Kami tidak mampu membuat rencana menghadapi masa depan,
karena kami tidak menguasai ilmu untuk membaca tata buku masa lalu
dan tidak menguasai ilmu untuk membaca tata buku masa kini
maka rencana masa depan hanyalah spekulasi, keinginan, dan angan-angan.

Kutipan sajak bertajuk “Maskumambang” milik WS Rendra di atas yang menurut beberapa catatan digubah sepasca reformasi tampaknya masih relevan dengan keadaan kita masa kini. Rendra dengan sangat tajam menusuk jantung kalbu kebangsaan dan sanubari kenegaraan. Di depan puisi Rendra kita nyatanya tak berdaya, atau bahkan tidak merdeka untuk menentukan pilihan, perencanaan, dan juga rancangan apa yang kita lakukan untuk bangsa ini.

Nyatanya kita tidak pernah serius untuk dengan sungguh-sungguh menggali informasi selepas usia Orde Baru. Kebebasan Pers yang kini kita bangga-banggakan berhenti hanya sebatas narasi yang membual-bual tanpa dibarengi dengan usaha yang berarti untuk menengok lebih dalam siapa sesungguhnya kita sebagai warga pers.

Pada tanggal 21 Mei 1998 orde baru tumbang dan mulailah era reformasi. Tuntutan reformasi bergema ke semua sektor kehidupan, termasuk sektor kehidupan pers. Selama rezim orde lama dan ditambah dengan 32 tahun di bawah rezim orde baru, pers Indonesia tidak berdaya karena senantiasa ada di bawah bayang-bayang ancaman pencabutan surat izin terbit. Sejak masa reformasi tahun 1998, pers nasional kembali menikmati kebebasan pers. Hal ini sejalan dengan alam reformasi, keterbukaan, dan demokrasi yang diperjuangkan rakyat Indonesia.

_____

Tugas Singkat A —
Salin bagian teks bacaan tentang kebebasan pers mulai dari "Pada tanggal 21" sampai dengan "diperjuangkan rakyat Indonesia." tanpa perubahan apa pun.

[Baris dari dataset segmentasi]

_____

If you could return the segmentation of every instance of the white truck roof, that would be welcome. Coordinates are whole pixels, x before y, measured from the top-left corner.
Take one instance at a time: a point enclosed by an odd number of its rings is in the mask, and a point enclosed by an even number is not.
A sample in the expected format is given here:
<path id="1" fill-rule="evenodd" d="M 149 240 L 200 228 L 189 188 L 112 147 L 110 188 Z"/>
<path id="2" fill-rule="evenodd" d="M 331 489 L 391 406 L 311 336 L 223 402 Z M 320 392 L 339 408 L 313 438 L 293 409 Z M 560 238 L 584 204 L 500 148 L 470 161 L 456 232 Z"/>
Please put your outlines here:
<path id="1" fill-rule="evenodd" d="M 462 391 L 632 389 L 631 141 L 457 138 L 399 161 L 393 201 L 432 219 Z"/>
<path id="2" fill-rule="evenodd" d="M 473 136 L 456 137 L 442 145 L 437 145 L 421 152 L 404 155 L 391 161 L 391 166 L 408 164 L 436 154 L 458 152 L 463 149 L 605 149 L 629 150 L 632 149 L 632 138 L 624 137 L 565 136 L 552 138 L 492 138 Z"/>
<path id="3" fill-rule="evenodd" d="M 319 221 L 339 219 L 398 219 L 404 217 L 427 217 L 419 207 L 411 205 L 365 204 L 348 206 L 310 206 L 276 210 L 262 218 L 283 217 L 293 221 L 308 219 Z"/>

_____

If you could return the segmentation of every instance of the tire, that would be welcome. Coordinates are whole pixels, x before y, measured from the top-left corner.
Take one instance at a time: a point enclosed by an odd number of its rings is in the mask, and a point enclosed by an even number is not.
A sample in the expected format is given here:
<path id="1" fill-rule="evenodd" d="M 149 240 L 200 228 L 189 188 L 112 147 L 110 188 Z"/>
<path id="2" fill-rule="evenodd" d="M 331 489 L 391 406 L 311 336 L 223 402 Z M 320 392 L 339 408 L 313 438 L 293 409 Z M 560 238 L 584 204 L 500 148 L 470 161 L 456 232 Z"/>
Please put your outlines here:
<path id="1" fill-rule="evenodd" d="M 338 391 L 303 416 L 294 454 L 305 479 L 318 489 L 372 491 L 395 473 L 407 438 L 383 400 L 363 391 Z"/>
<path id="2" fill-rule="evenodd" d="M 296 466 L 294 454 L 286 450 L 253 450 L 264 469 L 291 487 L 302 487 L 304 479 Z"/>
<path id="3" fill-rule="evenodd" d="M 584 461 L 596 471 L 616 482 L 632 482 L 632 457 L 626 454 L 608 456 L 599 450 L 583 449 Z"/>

_____

Tugas Singkat B —
Pada baris-baris data mulai dari baris yang memuat "of the white" sampai dengan baris yang memuat "473 136 L 456", ganti "white truck roof" dengan "red truck roof". Tuliskan kembali baris-baris itu saja tanpa perubahan lain.

Jawaban Tugas A —
Pada tanggal 21 Mei 1998 orde baru tumbang dan mulailah era reformasi. Tuntutan reformasi bergema ke semua sektor kehidupan, termasuk sektor kehidupan pers. Selama rezim orde lama dan ditambah dengan 32 tahun di bawah rezim orde baru, pers Indonesia tidak berdaya karena senantiasa ada di bawah bayang-bayang ancaman pencabutan surat izin terbit. Sejak masa reformasi tahun 1998, pers nasional kembali menikmati kebebasan pers. Hal ini sejalan dengan alam reformasi, keterbukaan, dan demokrasi yang diperjuangkan rakyat Indonesia.

Jawaban Tugas B —
If you could return the segmentation of every instance of the red truck roof, that would be welcome. Coordinates are whole pixels, x before y, measured from the top-left corner.
Take one instance at a time: a point enclosed by an odd number of its rings is in the mask, and a point enclosed by an even number is not.
A sample in the expected format is given here:
<path id="1" fill-rule="evenodd" d="M 149 240 L 200 228 L 189 188 L 112 147 L 110 188 Z"/>
<path id="2" fill-rule="evenodd" d="M 331 489 L 391 406 L 311 336 L 223 402 Z M 320 392 L 339 408 L 313 438 L 293 409 Z M 560 238 L 584 204 L 500 148 L 470 161 L 456 232 Z"/>
Please put your outlines here:
<path id="1" fill-rule="evenodd" d="M 462 391 L 632 389 L 631 141 L 457 138 L 399 161 L 393 201 L 432 219 Z"/>
<path id="2" fill-rule="evenodd" d="M 473 136 L 456 137 L 442 145 L 437 145 L 421 152 L 404 155 L 391 161 L 391 166 L 408 164 L 436 154 L 458 152 L 463 149 L 605 149 L 629 150 L 632 149 L 632 138 L 624 137 L 565 136 L 552 138 L 492 138 Z"/>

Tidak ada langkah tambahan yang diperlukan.